* DATA FOR THIS TASK
====

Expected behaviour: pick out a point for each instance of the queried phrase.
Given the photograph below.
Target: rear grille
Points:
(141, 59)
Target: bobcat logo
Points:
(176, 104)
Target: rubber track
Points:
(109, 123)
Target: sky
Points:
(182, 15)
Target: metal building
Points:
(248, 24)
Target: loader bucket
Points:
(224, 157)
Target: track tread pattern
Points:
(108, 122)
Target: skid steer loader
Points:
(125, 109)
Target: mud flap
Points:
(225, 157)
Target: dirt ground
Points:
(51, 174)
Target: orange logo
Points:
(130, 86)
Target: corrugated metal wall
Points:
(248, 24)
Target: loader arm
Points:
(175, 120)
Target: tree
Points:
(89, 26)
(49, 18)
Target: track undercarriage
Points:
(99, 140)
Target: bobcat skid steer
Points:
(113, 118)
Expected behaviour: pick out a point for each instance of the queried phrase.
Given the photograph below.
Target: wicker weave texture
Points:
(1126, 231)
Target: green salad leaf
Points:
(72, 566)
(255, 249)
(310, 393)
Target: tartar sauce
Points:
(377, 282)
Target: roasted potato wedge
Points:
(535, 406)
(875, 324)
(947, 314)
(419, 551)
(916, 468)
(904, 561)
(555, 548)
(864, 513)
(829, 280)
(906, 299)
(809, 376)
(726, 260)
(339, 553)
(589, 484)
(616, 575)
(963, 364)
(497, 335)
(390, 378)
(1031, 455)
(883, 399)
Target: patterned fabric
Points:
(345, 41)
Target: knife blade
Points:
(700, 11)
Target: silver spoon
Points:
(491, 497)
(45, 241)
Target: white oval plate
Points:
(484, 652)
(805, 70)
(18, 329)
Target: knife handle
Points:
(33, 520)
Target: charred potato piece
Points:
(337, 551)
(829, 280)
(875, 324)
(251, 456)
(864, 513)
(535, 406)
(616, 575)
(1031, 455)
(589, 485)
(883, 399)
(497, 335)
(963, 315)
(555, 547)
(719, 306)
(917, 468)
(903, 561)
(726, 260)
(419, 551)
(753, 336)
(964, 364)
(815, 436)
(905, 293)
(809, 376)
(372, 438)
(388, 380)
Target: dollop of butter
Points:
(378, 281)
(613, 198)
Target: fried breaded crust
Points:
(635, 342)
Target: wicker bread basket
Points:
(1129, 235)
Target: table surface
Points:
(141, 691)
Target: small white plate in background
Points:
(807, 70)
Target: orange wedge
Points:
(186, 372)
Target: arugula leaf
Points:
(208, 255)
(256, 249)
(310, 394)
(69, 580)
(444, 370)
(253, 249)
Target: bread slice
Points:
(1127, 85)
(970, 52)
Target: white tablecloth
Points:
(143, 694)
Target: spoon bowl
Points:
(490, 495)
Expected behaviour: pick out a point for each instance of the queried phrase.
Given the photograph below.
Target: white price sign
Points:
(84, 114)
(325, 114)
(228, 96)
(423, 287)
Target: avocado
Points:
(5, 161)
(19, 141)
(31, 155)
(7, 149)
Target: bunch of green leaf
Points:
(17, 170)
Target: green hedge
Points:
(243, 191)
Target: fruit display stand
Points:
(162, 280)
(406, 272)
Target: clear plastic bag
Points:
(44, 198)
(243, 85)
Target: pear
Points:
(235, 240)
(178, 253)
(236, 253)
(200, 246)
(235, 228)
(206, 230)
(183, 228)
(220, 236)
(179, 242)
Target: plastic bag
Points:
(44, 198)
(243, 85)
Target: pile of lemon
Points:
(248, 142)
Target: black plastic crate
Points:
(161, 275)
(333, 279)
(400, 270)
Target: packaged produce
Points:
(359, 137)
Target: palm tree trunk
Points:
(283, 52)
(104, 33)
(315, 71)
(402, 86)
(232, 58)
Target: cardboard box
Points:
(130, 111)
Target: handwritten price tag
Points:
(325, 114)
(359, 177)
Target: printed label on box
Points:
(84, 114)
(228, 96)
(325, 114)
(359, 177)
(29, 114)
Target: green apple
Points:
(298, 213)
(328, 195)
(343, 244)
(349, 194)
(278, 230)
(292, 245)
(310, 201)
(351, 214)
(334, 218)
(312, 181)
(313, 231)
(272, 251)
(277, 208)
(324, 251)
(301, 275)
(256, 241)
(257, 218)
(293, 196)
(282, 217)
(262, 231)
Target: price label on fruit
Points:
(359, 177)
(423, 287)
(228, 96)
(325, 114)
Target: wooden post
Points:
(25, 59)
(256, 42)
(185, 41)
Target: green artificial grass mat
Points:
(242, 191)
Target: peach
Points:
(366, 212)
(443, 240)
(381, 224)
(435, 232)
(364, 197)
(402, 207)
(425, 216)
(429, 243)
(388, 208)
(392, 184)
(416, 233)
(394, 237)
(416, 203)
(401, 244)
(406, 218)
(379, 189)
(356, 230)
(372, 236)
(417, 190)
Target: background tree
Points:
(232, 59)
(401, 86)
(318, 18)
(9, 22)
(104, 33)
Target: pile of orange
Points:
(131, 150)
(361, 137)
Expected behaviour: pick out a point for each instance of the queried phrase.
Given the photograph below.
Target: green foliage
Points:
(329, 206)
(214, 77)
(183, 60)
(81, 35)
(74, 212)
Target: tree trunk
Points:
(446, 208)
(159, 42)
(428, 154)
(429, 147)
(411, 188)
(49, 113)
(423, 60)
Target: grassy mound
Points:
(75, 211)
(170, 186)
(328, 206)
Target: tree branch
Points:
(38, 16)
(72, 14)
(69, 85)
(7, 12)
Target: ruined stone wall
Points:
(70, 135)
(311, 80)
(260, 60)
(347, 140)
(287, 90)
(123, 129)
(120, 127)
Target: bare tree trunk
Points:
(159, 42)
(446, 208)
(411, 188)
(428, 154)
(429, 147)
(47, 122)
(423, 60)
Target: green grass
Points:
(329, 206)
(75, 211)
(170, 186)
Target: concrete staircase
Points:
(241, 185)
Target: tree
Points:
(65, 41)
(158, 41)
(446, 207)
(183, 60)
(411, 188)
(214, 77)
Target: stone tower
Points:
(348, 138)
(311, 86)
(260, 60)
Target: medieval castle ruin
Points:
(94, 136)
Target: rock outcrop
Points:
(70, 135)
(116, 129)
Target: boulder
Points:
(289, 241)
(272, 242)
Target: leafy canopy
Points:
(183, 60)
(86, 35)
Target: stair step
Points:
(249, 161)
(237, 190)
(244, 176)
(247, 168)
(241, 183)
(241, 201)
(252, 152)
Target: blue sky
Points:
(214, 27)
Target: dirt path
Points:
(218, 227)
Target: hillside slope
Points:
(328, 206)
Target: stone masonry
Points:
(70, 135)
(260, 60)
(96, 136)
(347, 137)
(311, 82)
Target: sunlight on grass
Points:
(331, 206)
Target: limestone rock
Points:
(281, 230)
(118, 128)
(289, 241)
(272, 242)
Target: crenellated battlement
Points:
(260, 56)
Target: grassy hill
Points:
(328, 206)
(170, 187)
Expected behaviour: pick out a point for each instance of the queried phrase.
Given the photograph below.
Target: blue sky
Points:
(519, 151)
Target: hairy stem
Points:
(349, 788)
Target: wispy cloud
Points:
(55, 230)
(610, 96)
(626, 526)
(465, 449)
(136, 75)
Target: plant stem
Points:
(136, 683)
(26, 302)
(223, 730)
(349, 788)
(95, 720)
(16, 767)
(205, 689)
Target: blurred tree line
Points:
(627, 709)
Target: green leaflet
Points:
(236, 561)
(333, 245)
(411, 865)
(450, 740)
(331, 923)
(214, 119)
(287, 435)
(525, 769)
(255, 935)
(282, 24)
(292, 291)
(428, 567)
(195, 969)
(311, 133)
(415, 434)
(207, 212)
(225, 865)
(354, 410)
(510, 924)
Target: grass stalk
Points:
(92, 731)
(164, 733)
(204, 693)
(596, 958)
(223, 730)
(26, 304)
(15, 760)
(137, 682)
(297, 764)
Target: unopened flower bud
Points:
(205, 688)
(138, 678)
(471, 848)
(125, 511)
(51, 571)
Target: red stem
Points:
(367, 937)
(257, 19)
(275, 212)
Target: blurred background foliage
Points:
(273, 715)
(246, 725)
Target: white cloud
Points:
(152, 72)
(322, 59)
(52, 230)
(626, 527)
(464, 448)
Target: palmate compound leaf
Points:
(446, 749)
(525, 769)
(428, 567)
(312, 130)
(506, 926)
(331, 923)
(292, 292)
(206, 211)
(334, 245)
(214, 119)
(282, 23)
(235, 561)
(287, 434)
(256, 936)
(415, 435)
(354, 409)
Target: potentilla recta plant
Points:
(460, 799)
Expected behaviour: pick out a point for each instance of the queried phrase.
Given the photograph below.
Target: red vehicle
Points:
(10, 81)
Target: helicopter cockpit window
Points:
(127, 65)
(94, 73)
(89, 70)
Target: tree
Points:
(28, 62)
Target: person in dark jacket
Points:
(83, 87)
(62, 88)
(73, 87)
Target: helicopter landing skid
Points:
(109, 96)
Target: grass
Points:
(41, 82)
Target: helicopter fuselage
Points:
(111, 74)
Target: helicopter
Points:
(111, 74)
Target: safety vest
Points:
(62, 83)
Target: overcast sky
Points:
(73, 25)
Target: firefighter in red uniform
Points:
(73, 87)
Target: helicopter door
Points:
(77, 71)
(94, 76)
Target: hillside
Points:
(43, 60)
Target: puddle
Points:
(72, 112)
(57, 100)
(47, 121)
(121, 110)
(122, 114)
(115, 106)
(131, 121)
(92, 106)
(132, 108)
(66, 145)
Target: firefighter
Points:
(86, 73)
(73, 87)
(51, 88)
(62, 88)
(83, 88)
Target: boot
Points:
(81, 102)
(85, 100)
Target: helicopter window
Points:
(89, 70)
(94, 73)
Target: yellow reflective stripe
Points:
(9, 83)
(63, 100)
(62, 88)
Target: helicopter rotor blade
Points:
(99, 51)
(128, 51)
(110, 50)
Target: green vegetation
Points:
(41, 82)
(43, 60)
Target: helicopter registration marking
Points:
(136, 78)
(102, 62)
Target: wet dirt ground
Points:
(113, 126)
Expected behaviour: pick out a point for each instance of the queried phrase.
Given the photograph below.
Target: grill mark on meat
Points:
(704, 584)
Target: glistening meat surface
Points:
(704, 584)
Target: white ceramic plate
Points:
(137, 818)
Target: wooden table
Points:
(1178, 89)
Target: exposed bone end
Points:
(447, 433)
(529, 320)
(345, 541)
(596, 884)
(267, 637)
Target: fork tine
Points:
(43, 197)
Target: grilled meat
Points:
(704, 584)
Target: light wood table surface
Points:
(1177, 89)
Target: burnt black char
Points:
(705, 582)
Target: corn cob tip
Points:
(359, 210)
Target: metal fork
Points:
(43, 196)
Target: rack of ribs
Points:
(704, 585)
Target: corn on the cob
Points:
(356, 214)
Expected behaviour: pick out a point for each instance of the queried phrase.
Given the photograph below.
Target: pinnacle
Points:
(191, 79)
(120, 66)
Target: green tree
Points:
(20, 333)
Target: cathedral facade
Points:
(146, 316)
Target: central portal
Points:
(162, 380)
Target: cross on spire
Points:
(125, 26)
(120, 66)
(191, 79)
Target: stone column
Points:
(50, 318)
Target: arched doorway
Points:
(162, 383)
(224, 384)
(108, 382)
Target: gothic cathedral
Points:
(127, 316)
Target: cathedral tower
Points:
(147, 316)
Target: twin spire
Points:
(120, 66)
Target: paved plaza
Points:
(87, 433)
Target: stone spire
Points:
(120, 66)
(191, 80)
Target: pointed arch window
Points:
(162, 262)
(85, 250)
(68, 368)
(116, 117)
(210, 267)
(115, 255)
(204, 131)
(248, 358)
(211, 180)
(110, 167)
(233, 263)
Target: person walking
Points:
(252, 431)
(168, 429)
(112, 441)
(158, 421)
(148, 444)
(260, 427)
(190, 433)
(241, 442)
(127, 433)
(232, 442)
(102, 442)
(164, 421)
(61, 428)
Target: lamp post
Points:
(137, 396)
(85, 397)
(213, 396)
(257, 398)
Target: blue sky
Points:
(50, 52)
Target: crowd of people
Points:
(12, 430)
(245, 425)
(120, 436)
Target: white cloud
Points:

====

* WHAT IS REQUIRED
Answer with a number only: how many lines above have the word "firefighter"?

* WRITTEN SOLUTION
2